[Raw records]

"""

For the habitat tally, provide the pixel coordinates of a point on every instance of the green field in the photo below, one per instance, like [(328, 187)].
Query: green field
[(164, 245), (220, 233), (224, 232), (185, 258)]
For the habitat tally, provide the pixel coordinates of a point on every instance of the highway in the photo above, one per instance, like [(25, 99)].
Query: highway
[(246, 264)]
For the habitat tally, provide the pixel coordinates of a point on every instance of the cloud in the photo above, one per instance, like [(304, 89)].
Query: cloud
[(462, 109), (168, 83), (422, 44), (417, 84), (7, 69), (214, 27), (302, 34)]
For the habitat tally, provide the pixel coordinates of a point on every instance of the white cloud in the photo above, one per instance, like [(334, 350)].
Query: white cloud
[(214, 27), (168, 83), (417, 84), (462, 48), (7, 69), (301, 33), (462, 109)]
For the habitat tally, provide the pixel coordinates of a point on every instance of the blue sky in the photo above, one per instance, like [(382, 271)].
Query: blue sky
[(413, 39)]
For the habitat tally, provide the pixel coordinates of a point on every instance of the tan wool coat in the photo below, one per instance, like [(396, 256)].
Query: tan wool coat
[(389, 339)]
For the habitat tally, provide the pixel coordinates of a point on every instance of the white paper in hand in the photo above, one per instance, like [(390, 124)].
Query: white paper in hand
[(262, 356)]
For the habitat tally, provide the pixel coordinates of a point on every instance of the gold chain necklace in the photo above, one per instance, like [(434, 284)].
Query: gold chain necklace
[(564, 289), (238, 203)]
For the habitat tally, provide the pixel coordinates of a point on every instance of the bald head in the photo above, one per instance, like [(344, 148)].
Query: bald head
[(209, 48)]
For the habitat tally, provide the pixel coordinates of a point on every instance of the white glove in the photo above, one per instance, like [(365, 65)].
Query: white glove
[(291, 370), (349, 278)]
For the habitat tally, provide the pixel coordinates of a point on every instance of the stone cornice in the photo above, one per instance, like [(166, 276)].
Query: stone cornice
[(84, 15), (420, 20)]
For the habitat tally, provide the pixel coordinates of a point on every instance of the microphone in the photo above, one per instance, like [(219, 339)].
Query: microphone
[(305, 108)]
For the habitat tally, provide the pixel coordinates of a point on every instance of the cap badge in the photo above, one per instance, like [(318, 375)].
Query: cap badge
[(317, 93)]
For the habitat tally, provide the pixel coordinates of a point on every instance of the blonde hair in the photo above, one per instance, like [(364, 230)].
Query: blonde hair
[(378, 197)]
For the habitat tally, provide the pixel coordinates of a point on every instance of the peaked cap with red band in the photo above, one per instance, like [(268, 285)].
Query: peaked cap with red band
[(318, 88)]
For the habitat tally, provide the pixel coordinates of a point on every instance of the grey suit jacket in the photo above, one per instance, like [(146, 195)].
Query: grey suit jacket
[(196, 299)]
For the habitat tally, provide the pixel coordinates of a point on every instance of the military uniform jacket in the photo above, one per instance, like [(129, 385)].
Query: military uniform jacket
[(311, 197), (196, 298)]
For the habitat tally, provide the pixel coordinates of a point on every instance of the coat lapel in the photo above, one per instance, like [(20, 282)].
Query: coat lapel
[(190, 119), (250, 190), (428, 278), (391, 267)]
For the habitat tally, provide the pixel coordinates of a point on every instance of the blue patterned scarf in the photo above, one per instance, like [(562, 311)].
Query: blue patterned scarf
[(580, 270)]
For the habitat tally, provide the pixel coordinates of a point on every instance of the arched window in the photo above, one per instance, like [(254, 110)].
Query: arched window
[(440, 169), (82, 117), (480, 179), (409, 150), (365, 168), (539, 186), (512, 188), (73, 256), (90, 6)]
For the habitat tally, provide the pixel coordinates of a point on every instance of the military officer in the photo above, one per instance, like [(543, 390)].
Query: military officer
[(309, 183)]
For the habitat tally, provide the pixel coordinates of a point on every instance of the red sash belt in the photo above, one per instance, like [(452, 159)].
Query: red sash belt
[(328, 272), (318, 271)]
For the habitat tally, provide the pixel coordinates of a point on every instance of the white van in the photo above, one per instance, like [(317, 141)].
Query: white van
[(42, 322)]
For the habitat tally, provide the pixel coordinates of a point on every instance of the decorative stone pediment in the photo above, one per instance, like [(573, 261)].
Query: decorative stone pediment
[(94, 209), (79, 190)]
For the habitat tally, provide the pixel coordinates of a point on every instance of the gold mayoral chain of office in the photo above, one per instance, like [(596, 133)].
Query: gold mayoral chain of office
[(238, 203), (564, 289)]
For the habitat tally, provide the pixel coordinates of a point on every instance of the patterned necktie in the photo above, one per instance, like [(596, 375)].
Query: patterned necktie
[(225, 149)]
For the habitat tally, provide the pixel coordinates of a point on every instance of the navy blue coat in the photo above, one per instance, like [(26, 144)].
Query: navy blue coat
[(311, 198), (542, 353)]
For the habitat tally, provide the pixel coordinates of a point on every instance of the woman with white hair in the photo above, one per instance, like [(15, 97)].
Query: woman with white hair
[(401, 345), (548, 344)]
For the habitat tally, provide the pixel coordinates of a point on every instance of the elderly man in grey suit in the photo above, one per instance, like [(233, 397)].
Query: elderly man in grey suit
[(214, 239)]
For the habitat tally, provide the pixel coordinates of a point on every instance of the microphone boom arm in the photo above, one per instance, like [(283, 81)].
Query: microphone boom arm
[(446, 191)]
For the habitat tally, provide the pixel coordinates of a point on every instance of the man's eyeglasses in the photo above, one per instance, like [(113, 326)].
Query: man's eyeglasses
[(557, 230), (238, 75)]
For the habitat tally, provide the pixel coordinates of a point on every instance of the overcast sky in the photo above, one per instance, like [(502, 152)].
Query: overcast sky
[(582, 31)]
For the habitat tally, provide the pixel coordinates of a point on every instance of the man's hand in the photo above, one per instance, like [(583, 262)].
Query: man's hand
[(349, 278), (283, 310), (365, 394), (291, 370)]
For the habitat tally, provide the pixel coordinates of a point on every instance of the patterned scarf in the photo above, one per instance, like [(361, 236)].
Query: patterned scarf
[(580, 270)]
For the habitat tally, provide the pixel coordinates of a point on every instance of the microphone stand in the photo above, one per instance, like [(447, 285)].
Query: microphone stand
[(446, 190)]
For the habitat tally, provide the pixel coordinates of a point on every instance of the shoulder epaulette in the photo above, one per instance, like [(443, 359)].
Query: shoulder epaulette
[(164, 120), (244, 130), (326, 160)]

"""

# EXERCISE OBJECTIVE:
Give the complete listing a second time, exactly as it reads.

# OUTPUT:
For the habitat tally, provide the pixel coordinates of a point on every instance of the green field in the photo below, one per instance, like [(328, 187)].
Query: green field
[(164, 245), (220, 233), (224, 232), (185, 258)]
For the habitat tally, provide the pixel coordinates of a point on every instance of the highway in the photo above, one per instance, like [(25, 99)].
Query: highway
[(246, 264)]
For the habitat tally, provide the pixel coordinates of a point on every instance of the cloud in the photo above, one per instance, like [(304, 89)].
Query: cloud
[(462, 109), (168, 83), (422, 44), (417, 84), (7, 69), (214, 27), (302, 34)]
For the habitat tally, provide the pixel coordinates of a point on every instance of the white cloud in the photo above, one per instance, like [(334, 350)].
Query: white cloud
[(214, 27), (168, 83), (417, 84), (462, 48), (7, 69), (301, 33), (462, 109)]
For the habitat tally, provide the pixel coordinates of a point on every instance of the blue sky in the photo above, one per instance, like [(382, 271)].
Query: blue sky
[(413, 39)]
For the habitat tally, provide the pixel coordinates of a point on every instance of the tan wool coat in the photo below, one per instance, like [(396, 256)].
Query: tan wool coat
[(389, 339)]
For the habitat tally, provide the pixel coordinates of a point on every instance of the white paper in hand in the photo above, one per instance, like [(390, 124)].
Query: white paper in hand
[(262, 356)]
For the habitat tally, provide the pixel coordinates of a point on every instance of the gold chain necklace in the photo above, one per instance, like [(434, 284)].
Query: gold chain necklace
[(564, 289), (238, 203)]
For the habitat tally, provide the pixel coordinates of a point on every instance of the bald head in the photo above, one per instance, like [(344, 148)].
Query: bald head
[(209, 48)]
For the habitat tally, provide the pixel coordinates of a point on every instance of the white glove in the photo above, one per instance, like [(365, 65)].
Query: white glove
[(291, 370), (349, 278)]
For the habitat tally, provide the pixel coordinates of a point on every instance of the stone cornice in the photo above, one per instance, like [(166, 276)].
Query: stone cornice
[(84, 15), (420, 20)]
For the habitat tally, provide the pixel coordinates of a point on every instance of the microphone in the photo above, one per instance, like [(219, 339)].
Query: microphone
[(305, 108)]
For the habitat tally, provide the pixel coordinates of a point on every instance of the cap badge in the photo above, one per instance, like [(318, 375)].
Query: cap badge
[(317, 93)]
For the habitat tally, provide the pixel coordinates of a point on every instance of the blonde hair in the photo above, one per instance, like [(364, 230)].
Query: blonde hair
[(378, 197)]
For the habitat tally, provide the pixel coordinates of a point on every instance of the peaked cap with red band in the photo above, one per instance, like [(268, 285)].
Query: peaked cap with red band
[(318, 88)]
For the habitat tally, provide the pixel coordinates of a point on every instance of the grey suit jacket in the photo above, one per instance, like [(146, 195)].
Query: grey suit jacket
[(196, 299)]
For the habitat tally, provide the pixel coordinates of a point on every instance of the military uniform jacket in the photo above, one per instance, like [(129, 385)].
Query: military uniform jacket
[(311, 197), (196, 298)]
For the habitat tally, provide the pixel coordinates of a point on every instance of the coat lapel in the photo above, one per instance, like [(20, 282)].
Query: coat lapel
[(190, 119), (250, 190), (428, 278), (391, 267)]
For the habitat tally, provide the pixel coordinates of a point on every instance of the blue patterned scarf in the photo above, one per instance, like [(562, 311)].
Query: blue patterned scarf
[(580, 270)]
For the habitat tally, provide the pixel coordinates of a point on every instance of the arched window in the photo above, one per instance, like [(254, 110)].
Query: arched window
[(440, 169), (82, 117), (480, 179), (409, 150), (365, 168), (539, 186), (512, 188), (73, 256), (90, 6)]
For the habitat tally, provide the pixel coordinates of a point on every instance of the military officer in the photo above, one per instance, like [(543, 390)].
Query: military officer
[(309, 183)]
For the habitat tally, provide the pixel coordinates of a point on every instance of the red sash belt in the photo above, one per instance, like [(452, 159)].
Query: red sash belt
[(328, 272), (318, 271)]
For the habitat tally, provide the pixel coordinates of a point on every instance of the white van in the photo above, one per instance, like [(317, 141)].
Query: white van
[(42, 322)]
For the habitat tally, provide the pixel coordinates of a point on every instance of the decorative stone pediment in the photo above, one per instance, like [(573, 261)].
Query: decorative stone pediment
[(94, 209), (79, 190)]
For the habitat tally, provide the pixel coordinates of a point on every instance of the gold mayoral chain of office in the photo above, one per instance, like [(596, 133)].
Query: gold mayoral chain of office
[(238, 203), (564, 289)]
For the habitat tally, provide the pixel coordinates of a point on every instance of the patterned necktie in the photo above, one per instance, like [(596, 375)].
Query: patterned necktie
[(225, 149)]
For the habitat tally, provide the pixel coordinates of a point on every instance of the navy blue coat in the photo above, one per instance, like [(26, 144)].
Query: navy blue coat
[(311, 198), (542, 353)]
For the habitat tally, provide the pixel coordinates of a point on every instance of the woman with white hair in the photo above, one per instance, like [(15, 97)].
Query: woman with white hair
[(401, 345), (548, 344)]
For the habitat tally, provide the pixel coordinates of a point on every instance of the elderly man in grey suit in the photo above, one per instance, like [(233, 397)].
Query: elderly man in grey suit
[(214, 239)]
For the habitat tally, provide the pixel coordinates of a point on every instance of the microphone boom arm in the photo above, one per instance, like [(283, 81)].
Query: microphone boom arm
[(446, 191)]
For the habitat tally, provide the pixel coordinates of a point on every instance of the man's eyeglasses in the photo above, one per instance, like [(113, 326)].
Query: man's eyeglasses
[(557, 230), (238, 75)]
For the habitat tally, provide the pixel coordinates of a point on every instance of the overcast sky in the photo above, one per instance, like [(502, 152)].
Query: overcast sky
[(582, 31)]
For the habitat tally, provide the pixel coordinates of a point on every instance of the man's hand in the photo above, one per instance, like [(583, 262)].
Query: man's hand
[(349, 278), (283, 310), (365, 394), (291, 370)]
For the habitat tally, provide the pixel coordinates of a point on every instance of the patterned scarf in the photo above, one per instance, like [(361, 236)].
Query: patterned scarf
[(580, 270)]
For the habitat tally, provide the pixel coordinates of a point on every instance of the microphone stand in the photo above, one per instance, like [(447, 285)].
Query: microphone stand
[(446, 190)]
For the habitat tally, provide the pixel coordinates of a point on every instance of the shoulder epaulette in the photo above, one per instance, like [(443, 359)].
Query: shoulder epaulette
[(164, 120), (244, 130), (326, 160)]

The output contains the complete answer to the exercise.